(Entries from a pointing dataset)
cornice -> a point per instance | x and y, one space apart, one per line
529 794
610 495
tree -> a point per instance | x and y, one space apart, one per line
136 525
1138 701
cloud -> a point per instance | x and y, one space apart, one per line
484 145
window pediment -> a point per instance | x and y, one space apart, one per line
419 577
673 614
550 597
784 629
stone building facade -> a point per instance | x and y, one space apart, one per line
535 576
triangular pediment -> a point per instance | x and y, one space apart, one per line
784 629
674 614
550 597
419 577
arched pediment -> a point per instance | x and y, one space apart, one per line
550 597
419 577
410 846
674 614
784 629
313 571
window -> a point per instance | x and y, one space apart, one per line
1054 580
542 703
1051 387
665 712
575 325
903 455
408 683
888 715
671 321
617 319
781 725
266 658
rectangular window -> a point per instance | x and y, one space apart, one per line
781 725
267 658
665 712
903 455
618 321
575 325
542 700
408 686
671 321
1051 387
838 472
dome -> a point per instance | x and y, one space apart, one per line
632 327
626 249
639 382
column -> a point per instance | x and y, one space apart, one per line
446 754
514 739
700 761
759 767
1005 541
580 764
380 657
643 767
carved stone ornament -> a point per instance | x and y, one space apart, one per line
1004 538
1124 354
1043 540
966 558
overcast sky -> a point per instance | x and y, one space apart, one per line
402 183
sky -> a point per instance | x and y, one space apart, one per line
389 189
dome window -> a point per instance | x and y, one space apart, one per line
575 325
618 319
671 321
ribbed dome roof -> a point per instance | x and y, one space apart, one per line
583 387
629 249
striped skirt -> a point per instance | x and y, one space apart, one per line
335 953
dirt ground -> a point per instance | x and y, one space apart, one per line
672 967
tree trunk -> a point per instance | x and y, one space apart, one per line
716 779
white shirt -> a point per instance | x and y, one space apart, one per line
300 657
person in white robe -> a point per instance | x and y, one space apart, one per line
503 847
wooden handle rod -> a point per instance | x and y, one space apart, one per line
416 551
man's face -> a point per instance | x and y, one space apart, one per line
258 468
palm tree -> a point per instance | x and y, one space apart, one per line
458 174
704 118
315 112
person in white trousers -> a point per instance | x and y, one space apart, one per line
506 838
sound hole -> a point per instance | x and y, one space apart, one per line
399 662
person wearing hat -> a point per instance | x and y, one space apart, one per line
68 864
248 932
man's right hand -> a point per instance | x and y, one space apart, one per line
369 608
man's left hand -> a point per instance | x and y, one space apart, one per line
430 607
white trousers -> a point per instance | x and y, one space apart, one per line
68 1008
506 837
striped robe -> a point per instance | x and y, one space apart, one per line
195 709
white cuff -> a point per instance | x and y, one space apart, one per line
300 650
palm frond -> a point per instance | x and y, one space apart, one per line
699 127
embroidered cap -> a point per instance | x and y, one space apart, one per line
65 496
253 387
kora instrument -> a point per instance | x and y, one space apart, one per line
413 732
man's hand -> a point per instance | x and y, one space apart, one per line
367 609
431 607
--
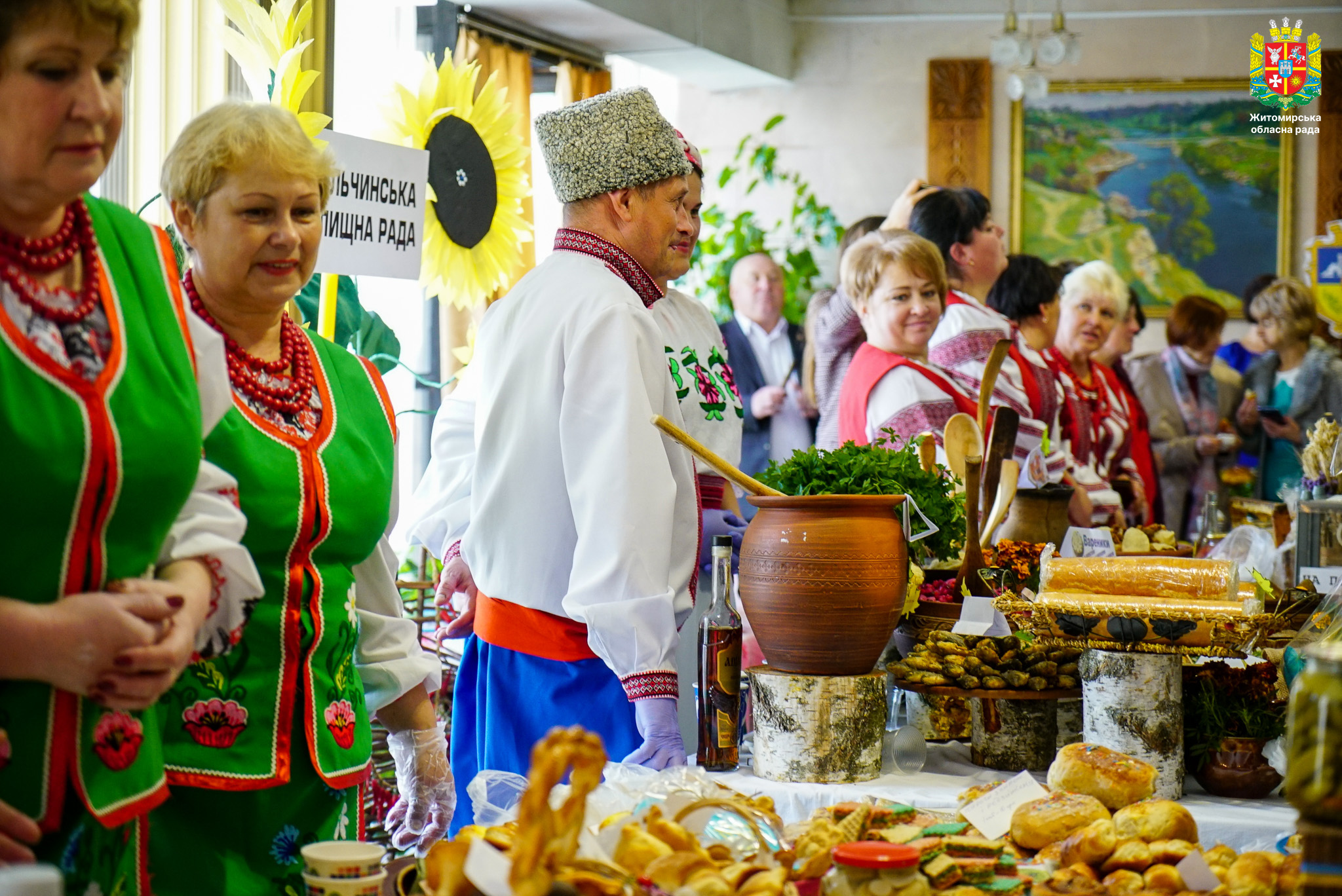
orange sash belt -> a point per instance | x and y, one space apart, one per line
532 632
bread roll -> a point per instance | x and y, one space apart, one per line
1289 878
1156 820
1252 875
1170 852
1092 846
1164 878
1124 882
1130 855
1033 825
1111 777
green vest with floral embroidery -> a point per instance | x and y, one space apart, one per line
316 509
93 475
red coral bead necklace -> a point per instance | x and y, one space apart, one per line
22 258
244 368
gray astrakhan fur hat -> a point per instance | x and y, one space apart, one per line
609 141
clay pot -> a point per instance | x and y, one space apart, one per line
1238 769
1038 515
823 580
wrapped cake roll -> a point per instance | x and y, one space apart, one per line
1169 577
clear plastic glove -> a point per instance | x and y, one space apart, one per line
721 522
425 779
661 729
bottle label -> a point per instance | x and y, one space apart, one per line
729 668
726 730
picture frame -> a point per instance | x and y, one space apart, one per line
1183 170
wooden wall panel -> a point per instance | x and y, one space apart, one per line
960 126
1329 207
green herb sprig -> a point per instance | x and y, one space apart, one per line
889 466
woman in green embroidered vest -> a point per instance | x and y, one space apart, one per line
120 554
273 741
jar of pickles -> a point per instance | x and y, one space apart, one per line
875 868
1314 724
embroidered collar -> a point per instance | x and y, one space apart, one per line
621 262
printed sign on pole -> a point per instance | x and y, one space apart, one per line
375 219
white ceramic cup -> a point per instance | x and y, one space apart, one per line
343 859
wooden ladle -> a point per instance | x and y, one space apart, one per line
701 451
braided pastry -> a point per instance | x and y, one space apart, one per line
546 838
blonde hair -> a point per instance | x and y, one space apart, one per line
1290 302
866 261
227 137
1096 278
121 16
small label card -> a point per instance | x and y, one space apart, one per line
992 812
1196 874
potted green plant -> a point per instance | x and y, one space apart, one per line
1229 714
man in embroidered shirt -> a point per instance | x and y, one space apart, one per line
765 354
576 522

- Task brief:
Please extract every line above that contains the word "dome", treating uppercase and lowercase as different.

- The reply:
dome -> a point per instance | x and y, one space apart, one per line
dome window -> a point per instance | x and y, one space apart, one per line
ribbed dome roof -> a point per instance | x and y, one space apart, one per line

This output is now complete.